▶ [TASK REQUIREMENTS]:
Word for word, copy out the data below, omitting pictures.

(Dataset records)
==*==

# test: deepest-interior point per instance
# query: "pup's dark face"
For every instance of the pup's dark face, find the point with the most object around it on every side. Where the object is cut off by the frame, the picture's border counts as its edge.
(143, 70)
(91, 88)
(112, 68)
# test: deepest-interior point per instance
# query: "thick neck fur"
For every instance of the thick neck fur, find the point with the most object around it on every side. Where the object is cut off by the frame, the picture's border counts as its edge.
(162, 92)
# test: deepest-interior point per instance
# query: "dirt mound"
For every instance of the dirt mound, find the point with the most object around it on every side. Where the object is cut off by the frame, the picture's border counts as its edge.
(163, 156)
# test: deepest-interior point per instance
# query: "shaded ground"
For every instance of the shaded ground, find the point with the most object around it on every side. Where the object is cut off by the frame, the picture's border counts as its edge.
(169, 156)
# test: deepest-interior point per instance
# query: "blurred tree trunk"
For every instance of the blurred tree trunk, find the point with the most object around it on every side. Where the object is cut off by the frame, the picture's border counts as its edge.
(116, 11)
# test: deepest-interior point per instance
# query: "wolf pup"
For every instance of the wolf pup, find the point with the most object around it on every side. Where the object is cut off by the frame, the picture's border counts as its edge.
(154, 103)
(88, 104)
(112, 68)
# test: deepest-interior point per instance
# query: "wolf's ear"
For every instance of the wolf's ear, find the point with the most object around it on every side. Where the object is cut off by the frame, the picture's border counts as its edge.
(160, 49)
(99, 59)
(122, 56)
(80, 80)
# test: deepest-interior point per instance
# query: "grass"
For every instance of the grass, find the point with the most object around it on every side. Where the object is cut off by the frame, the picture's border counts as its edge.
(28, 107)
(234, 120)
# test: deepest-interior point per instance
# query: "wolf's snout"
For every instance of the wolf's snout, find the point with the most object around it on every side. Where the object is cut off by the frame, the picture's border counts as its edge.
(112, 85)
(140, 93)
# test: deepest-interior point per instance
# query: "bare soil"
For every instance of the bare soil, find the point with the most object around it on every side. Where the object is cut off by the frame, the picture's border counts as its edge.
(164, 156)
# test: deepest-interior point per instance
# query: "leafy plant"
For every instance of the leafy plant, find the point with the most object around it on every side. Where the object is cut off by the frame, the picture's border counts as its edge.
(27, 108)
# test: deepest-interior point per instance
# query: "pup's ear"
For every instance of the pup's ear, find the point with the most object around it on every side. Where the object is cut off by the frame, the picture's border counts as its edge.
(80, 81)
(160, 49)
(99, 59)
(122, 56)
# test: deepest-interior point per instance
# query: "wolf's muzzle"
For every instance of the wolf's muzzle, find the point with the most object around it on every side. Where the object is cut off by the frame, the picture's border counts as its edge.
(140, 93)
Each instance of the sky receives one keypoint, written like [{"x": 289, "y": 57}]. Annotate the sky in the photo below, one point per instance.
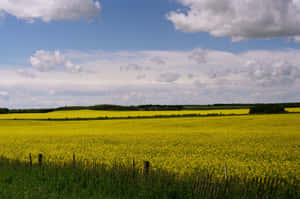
[{"x": 85, "y": 52}]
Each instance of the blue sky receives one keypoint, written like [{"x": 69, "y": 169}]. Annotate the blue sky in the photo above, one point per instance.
[{"x": 61, "y": 45}]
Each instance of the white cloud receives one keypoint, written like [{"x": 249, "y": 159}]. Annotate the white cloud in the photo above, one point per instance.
[
  {"x": 3, "y": 94},
  {"x": 239, "y": 19},
  {"x": 168, "y": 77},
  {"x": 45, "y": 61},
  {"x": 49, "y": 10},
  {"x": 223, "y": 77}
]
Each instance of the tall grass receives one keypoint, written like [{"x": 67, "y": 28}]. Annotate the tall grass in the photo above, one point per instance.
[{"x": 96, "y": 180}]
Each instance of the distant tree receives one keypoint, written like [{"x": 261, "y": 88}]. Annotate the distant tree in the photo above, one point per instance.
[{"x": 267, "y": 108}]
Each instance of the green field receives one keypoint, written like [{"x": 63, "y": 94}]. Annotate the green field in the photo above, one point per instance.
[{"x": 257, "y": 145}]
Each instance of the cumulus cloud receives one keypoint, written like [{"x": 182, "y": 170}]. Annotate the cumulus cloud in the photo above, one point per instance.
[
  {"x": 223, "y": 77},
  {"x": 45, "y": 61},
  {"x": 3, "y": 94},
  {"x": 169, "y": 77},
  {"x": 49, "y": 10},
  {"x": 133, "y": 67},
  {"x": 278, "y": 73},
  {"x": 239, "y": 19}
]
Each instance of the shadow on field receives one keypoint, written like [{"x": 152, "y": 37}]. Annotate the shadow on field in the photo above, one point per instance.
[{"x": 94, "y": 180}]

==*==

▶ [WRITTEN RESPONSE]:
# test: deepest-interior point per instance
# query: "pup's dark face"
For every instance of the pup's dark face, find the point with the most object around it on every side. Where the object is cut off by the frame, the picture's border counts as its edge.
(143, 70)
(91, 88)
(112, 68)
# test: deepest-interior point per instance
# query: "thick neck fur"
For every instance of the thick neck fur, find the point with the most object around it on every side. Where the object is cut off by the frame, the picture's border counts as its edge.
(162, 92)
# test: deepest-interior point per instance
# query: "dirt mound"
For every instance of the dirt mound, find the point with the most object around it on every side. Where the object is cut off by the frame, the picture's border counts as its edge.
(163, 156)
# test: deepest-interior point per instance
# query: "shaded ground"
For every instance of the shaded ground, find the point with the most object around it on every side. Where the object is cut off by the frame, the picture's border counts as its edge.
(169, 156)
# test: deepest-interior point per instance
# query: "blurred tree trunk"
For every instance of the blurred tree trunk, find the point with the most object around it on every side. Where the object is cut off by the frame, the picture's border counts as its edge.
(116, 11)
# test: deepest-interior point per instance
# query: "wolf pup"
For every instance of the wolf pup, find the point with the most object around it on every side. Where the object is cut off by the frame, the picture's border counts as its edge.
(154, 103)
(88, 104)
(112, 68)
# test: deepest-interior point per instance
# query: "wolf's ear"
For every instance of the wolf's ear, find the point with the most object around it on every side. Where the object is cut off by the frame, the picture's border counts as its edge.
(160, 49)
(99, 59)
(122, 56)
(80, 80)
# test: deepest-interior point per instance
# query: "grass"
For every instance of the grass, find the point with the most object around it on every side. Where the object is cut off by the frame, the picture's border counts as its edge.
(28, 107)
(234, 120)
# test: deepest-interior point per instance
# query: "wolf's snout"
For every instance of the wolf's snout, find the point with the most object around it on every side. Where the object is cut off by the frame, the picture's border counts as its edge.
(112, 85)
(140, 93)
# test: deepest-interior point per instance
# query: "bare soil"
For every instance of the bare soil, find the point with the most object around it on every side. Where the object is cut off by the frame, the picture's border counts as its edge.
(164, 156)
# test: deepest-interior point per instance
# query: "leafy plant"
For every instance of the leafy plant, find the point with the most object around it on every side. Where the object is cut off by the frame, the picture's border counts as its edge.
(27, 108)
# test: deepest-interior point per instance
# query: "pup's ear"
For every instance of the pup's ear, find the point with the most object around it on every side. Where the object is cut off by the frame, the picture's border counts as its edge.
(80, 81)
(160, 49)
(99, 59)
(122, 56)
# test: deepest-interior point per instance
# query: "wolf's muzzle"
For every instance of the wolf's muzzle, find the point with the most object around it on every side. Where the object is cut off by the frame, the picture's border counts as its edge.
(140, 93)
Each instance of the sky receives one keypoint, written like [{"x": 289, "y": 57}]. Annotate the sky in the photo below, one point per instance.
[{"x": 85, "y": 52}]
Each instance of the blue sky receives one keypoint, written like [{"x": 69, "y": 169}]. Annotate the blue sky in the photo above, one point per instance.
[{"x": 61, "y": 45}]
Each instance of the white cloud receives one keypoint, written like [{"x": 249, "y": 159}]. Annotate the white cloud in the photo above, one point per instance.
[
  {"x": 3, "y": 94},
  {"x": 239, "y": 19},
  {"x": 168, "y": 77},
  {"x": 45, "y": 61},
  {"x": 49, "y": 10},
  {"x": 223, "y": 77}
]
Each instance of the tall grass receives one keypoint, written like [{"x": 67, "y": 28}]. Annotate the tall grass in the photo above, one point per instance.
[{"x": 96, "y": 180}]
Each instance of the distant tree receives one keypoint, written like [{"x": 261, "y": 88}]. Annotate the distant tree in the photo above, one point per instance.
[{"x": 267, "y": 108}]
Each instance of the green field receives one keypoint, written like [{"x": 63, "y": 94}]. Annotate the green field in the photo above, one point per instance.
[{"x": 257, "y": 145}]
Each instance of the cumulus cloud receives one keypoint, written like [{"x": 182, "y": 170}]. Annotate the cumulus cloud in the photo above, one point per instance.
[
  {"x": 223, "y": 77},
  {"x": 45, "y": 61},
  {"x": 3, "y": 94},
  {"x": 169, "y": 77},
  {"x": 49, "y": 10},
  {"x": 133, "y": 67},
  {"x": 278, "y": 73},
  {"x": 239, "y": 19}
]
Each instance of the shadow on field receives one keypoint, written like [{"x": 152, "y": 37}]. Annotate the shadow on field in the photo above, one point per instance.
[{"x": 94, "y": 180}]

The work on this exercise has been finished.